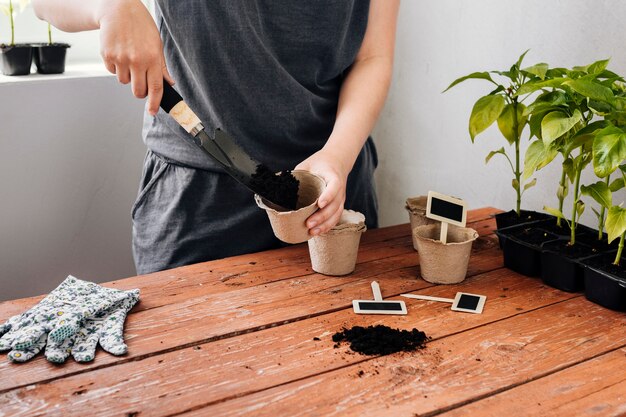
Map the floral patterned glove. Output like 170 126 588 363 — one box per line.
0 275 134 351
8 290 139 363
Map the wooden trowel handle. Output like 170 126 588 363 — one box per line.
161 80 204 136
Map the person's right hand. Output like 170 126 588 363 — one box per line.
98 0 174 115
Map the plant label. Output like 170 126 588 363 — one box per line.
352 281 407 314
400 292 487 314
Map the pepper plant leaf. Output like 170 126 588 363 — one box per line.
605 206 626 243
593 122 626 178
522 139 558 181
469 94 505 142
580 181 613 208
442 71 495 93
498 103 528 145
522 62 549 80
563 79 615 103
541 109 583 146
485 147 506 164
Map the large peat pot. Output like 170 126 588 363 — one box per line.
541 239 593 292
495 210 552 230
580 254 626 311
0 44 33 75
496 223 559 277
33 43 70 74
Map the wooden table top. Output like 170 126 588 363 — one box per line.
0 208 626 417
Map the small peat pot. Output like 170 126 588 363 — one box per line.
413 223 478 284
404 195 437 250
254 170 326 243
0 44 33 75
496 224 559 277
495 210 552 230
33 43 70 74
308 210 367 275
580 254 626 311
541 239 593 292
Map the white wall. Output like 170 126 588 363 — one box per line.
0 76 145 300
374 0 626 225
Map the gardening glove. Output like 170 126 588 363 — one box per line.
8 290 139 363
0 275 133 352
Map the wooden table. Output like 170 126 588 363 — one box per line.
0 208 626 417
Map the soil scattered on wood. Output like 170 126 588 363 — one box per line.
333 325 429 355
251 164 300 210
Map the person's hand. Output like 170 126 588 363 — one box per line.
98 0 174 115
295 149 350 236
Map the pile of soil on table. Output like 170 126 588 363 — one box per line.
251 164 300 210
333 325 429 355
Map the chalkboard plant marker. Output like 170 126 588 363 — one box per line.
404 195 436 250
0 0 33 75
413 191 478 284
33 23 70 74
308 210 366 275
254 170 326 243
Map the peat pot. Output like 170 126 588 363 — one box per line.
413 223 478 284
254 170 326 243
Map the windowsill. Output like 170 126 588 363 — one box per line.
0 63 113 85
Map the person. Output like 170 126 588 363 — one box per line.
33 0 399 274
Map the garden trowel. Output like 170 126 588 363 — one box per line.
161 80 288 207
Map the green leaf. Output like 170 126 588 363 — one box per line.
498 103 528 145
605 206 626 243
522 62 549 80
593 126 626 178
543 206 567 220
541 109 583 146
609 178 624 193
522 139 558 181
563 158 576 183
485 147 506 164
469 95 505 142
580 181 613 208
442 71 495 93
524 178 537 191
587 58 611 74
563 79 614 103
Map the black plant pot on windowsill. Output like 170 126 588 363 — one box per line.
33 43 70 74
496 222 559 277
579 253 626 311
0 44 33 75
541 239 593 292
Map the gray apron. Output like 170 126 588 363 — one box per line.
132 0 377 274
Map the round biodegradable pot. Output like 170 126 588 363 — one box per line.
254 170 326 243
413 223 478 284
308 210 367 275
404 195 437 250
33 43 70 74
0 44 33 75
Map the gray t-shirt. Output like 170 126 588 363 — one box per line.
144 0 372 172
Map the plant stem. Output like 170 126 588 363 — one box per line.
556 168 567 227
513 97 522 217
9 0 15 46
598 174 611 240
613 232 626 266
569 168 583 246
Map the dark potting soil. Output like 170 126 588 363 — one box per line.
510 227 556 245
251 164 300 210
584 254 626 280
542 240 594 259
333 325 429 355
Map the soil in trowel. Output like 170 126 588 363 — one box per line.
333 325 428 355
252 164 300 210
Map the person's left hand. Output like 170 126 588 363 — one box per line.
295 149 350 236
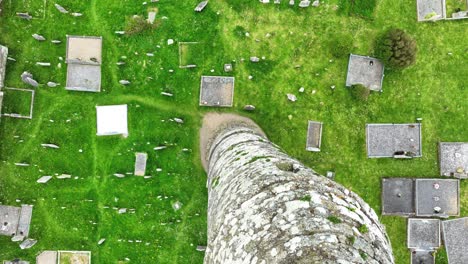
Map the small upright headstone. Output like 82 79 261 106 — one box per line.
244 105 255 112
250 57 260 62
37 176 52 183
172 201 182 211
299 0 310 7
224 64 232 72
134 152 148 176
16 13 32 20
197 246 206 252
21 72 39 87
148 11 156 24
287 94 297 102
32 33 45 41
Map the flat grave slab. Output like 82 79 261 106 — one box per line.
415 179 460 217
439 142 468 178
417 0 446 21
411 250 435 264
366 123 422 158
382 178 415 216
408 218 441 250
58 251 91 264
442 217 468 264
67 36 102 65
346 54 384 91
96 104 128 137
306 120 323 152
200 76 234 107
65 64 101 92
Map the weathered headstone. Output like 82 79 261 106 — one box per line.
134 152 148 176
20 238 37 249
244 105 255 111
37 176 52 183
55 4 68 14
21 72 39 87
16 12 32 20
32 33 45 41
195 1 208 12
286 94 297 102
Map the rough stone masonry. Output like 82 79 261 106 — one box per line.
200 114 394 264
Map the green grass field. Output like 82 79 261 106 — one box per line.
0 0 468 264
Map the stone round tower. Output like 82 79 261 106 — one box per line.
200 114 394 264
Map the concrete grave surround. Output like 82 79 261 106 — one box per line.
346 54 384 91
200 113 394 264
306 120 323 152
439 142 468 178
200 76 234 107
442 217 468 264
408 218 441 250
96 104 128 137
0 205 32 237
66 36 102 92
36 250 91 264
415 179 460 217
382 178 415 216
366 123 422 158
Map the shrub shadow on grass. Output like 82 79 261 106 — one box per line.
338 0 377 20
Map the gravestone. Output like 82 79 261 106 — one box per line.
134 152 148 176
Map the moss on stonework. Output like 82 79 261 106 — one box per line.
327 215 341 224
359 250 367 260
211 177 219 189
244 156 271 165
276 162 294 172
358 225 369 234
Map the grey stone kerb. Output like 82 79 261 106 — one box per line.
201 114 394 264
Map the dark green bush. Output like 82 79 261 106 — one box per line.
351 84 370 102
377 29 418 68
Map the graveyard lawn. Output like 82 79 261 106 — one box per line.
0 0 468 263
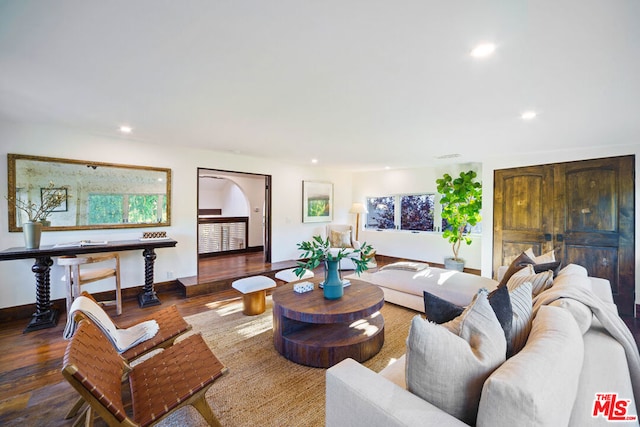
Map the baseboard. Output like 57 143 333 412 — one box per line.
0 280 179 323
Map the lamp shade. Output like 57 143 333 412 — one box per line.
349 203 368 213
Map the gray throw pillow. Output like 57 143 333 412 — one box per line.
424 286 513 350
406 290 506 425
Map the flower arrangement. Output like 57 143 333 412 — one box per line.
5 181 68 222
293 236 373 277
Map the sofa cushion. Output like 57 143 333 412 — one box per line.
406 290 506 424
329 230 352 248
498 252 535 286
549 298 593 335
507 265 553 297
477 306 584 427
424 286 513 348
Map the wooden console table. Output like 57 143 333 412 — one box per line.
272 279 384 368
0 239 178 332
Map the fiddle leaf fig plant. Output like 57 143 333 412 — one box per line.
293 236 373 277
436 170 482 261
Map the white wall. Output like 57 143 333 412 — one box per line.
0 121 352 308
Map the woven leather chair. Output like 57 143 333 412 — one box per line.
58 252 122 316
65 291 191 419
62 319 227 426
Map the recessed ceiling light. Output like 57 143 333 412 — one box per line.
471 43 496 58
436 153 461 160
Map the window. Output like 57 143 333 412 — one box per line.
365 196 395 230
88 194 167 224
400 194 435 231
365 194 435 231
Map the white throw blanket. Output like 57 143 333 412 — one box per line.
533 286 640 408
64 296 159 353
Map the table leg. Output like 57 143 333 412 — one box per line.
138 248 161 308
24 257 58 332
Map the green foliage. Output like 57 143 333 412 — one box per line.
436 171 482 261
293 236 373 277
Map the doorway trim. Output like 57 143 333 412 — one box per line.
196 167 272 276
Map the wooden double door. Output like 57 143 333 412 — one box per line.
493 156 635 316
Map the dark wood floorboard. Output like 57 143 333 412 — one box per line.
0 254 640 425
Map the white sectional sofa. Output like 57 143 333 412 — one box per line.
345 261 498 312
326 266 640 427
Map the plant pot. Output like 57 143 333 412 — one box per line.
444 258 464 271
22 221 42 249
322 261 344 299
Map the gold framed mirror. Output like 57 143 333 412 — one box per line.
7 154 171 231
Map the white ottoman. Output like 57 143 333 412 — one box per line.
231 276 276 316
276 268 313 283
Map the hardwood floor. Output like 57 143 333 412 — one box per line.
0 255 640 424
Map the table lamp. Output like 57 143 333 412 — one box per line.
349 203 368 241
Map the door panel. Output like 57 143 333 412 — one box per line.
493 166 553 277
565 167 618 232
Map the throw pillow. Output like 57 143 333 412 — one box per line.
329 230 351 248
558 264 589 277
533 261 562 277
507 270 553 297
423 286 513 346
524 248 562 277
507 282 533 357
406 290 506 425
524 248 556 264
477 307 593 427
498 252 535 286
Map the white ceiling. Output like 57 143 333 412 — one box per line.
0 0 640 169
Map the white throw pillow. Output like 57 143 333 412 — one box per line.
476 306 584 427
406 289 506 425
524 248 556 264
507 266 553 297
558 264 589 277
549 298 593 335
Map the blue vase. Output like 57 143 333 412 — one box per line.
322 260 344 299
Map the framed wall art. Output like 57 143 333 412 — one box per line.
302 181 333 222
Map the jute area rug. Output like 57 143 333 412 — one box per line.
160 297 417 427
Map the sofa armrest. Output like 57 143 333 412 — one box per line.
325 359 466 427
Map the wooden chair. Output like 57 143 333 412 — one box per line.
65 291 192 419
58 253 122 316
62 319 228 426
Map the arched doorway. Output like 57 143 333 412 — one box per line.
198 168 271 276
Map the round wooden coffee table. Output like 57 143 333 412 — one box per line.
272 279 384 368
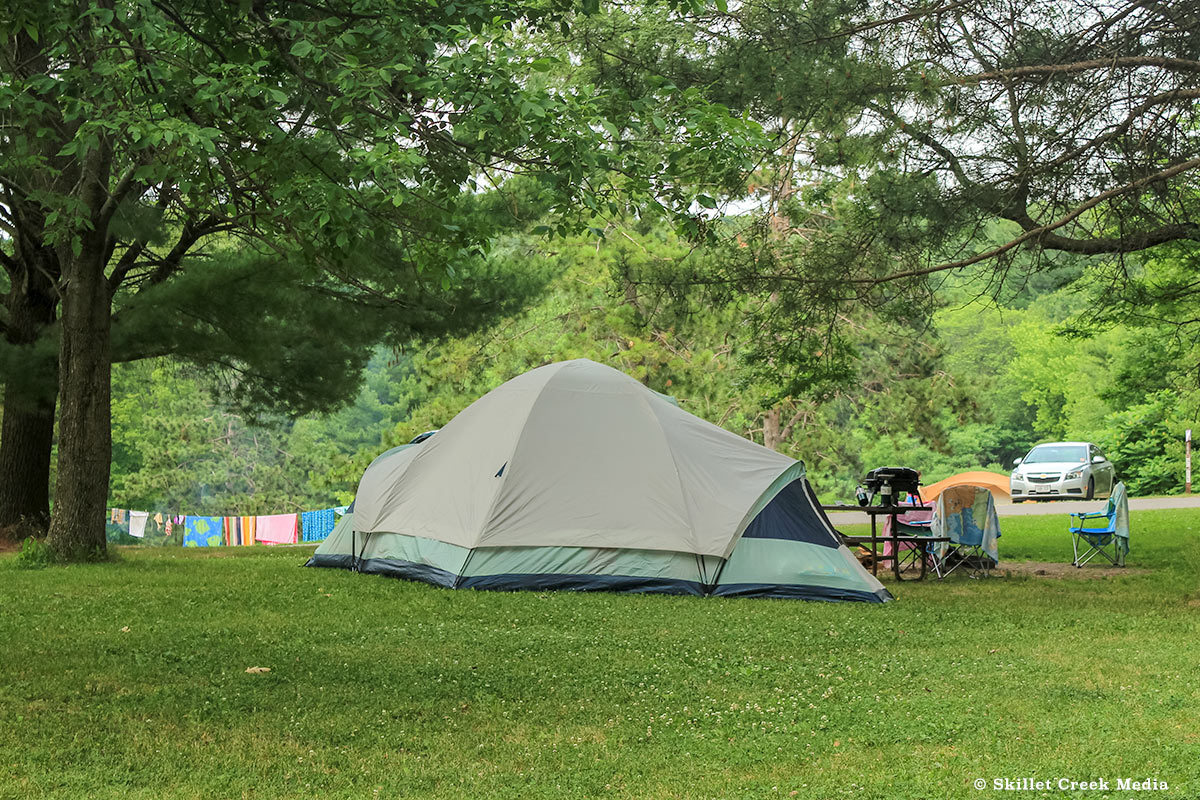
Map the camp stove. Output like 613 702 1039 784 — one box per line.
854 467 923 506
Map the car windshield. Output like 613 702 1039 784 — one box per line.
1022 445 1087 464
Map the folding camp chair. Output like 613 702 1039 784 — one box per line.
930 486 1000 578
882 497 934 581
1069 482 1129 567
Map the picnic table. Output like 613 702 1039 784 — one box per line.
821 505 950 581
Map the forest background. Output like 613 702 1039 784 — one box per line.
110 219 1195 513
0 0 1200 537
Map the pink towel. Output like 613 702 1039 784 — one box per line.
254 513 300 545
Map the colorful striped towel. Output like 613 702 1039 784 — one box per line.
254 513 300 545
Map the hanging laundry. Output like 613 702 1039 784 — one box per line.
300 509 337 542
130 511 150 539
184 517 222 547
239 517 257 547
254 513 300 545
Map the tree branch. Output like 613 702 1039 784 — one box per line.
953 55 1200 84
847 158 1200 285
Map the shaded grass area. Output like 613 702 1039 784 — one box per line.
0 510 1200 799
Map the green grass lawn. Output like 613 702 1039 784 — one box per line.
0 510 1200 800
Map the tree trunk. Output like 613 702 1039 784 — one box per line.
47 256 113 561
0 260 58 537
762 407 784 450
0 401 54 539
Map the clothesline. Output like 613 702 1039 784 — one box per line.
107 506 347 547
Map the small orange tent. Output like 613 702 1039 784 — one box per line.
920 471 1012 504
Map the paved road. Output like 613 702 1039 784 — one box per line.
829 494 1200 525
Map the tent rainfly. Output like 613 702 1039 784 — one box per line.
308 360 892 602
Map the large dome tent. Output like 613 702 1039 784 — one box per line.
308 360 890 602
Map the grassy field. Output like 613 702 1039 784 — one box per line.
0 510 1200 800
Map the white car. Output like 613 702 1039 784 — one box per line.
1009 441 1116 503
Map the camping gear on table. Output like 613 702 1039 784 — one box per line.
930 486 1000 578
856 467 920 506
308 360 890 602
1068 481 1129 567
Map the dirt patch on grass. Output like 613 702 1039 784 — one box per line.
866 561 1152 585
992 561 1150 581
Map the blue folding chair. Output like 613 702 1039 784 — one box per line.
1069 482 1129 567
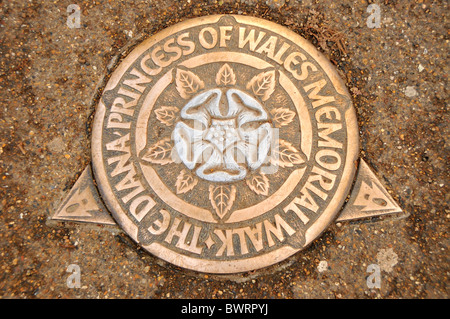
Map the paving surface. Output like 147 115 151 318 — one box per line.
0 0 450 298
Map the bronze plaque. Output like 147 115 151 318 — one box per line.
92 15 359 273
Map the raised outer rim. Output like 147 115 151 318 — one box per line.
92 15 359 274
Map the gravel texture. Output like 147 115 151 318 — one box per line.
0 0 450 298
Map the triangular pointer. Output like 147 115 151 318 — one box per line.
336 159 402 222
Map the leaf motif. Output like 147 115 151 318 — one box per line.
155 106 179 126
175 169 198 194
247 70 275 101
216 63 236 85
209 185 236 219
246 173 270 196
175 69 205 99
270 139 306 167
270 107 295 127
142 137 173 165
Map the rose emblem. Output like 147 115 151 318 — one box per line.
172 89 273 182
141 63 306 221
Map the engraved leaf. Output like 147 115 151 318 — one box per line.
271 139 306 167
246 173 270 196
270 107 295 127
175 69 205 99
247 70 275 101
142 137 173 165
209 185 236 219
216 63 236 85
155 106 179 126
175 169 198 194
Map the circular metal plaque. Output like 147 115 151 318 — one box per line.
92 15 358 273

- Work to do:
Place the lines above, starting with the line that contains "Map the baseboard." and ending with the line that contains "424 286 513 348", into a JSON list of strings with one string per line, both end lines included and blank lines omitted.

- Solution below:
[
  "Map the baseboard. Output like 57 143 333 412 — one box per line.",
  "0 280 179 323",
  "Map the lamp shade. Output like 57 143 333 412 — one box per line.",
  "349 203 368 213",
  "Map the gray throw pillow. Output like 57 143 333 412 — one box per line.",
  "424 286 513 350",
  "406 290 506 425",
  "Map the flower arrangement. Output like 57 143 333 412 — one box per line.",
  "5 181 68 222",
  "293 236 373 277",
  "Map the sofa cushion. Output like 57 143 333 412 — one box per line.",
  "406 290 506 424",
  "329 230 352 248",
  "498 252 535 286",
  "549 298 593 335",
  "507 265 553 297",
  "477 306 584 427",
  "424 286 513 348"
]